Work request:
Below is a listing; transcribe it exactly but without any images.

Exercise materials:
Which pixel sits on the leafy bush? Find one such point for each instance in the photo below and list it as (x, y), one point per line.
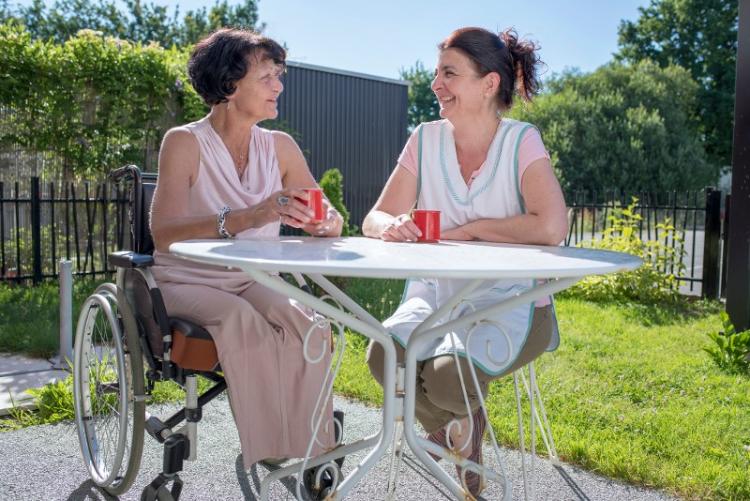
(96, 101)
(732, 349)
(655, 280)
(629, 126)
(332, 184)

Answer:
Which pixel sits on the leafy bush? Find one such point for each instance in the photo below and list it as (x, y), one point per line.
(96, 101)
(732, 349)
(655, 280)
(629, 126)
(332, 184)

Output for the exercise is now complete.